WHAT YOU WILL DO:
How many lines in the listing below contain the string "blurred", counting case as significant? Reply with the number only.

RECORDS FOR THE EXERCISE:
---*---

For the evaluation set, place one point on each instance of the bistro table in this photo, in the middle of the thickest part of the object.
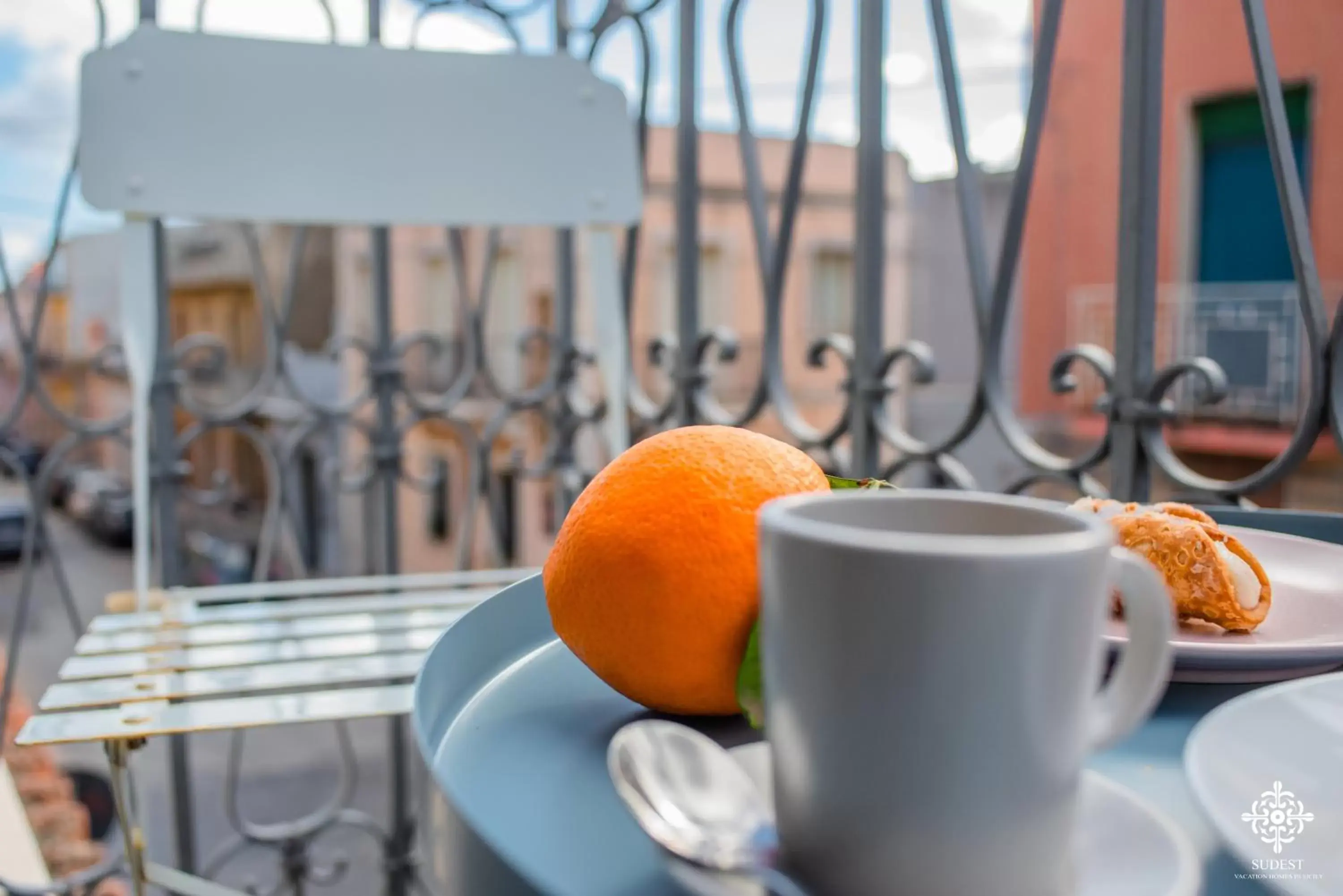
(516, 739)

---*---

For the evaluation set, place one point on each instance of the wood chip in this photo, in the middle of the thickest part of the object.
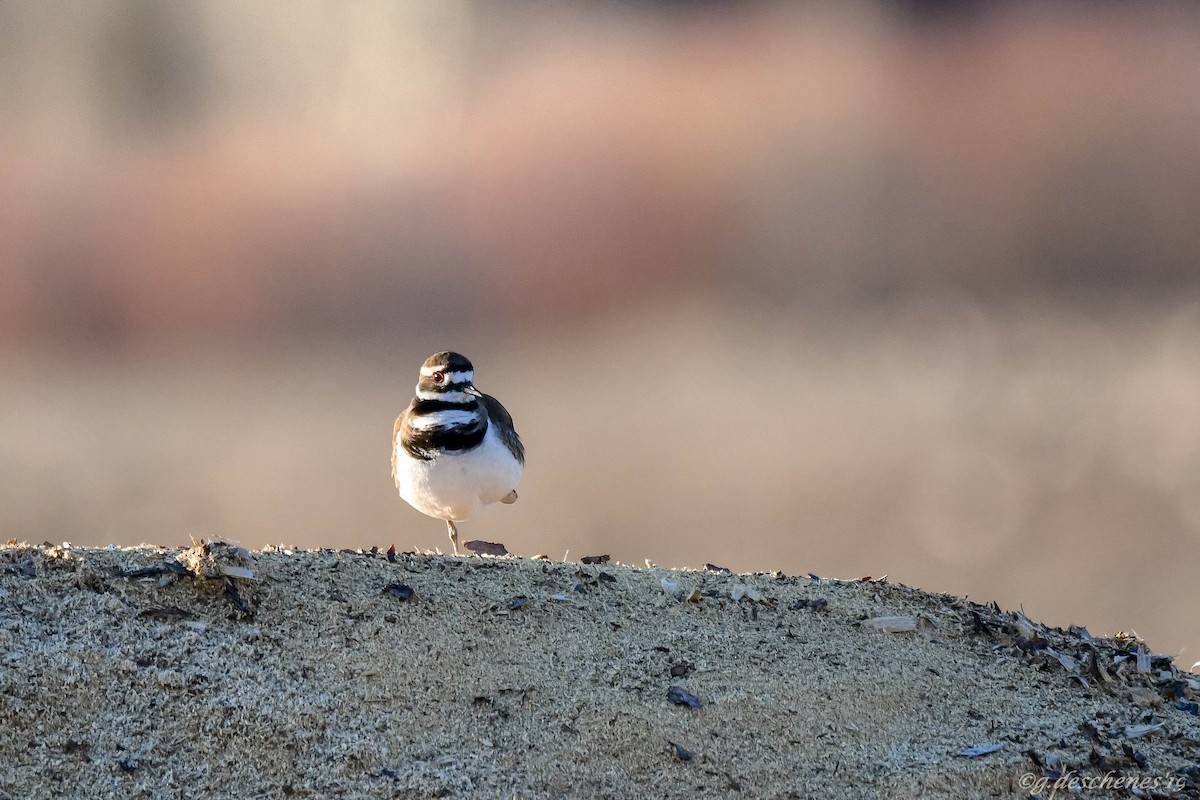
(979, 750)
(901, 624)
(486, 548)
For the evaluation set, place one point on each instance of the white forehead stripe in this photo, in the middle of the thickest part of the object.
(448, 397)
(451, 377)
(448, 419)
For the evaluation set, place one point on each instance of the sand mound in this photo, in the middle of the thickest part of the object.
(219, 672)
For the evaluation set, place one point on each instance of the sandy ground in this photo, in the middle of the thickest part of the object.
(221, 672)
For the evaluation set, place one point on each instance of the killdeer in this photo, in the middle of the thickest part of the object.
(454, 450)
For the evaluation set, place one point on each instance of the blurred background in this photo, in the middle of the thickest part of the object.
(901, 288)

---*---

WRITTEN SOLUTION:
1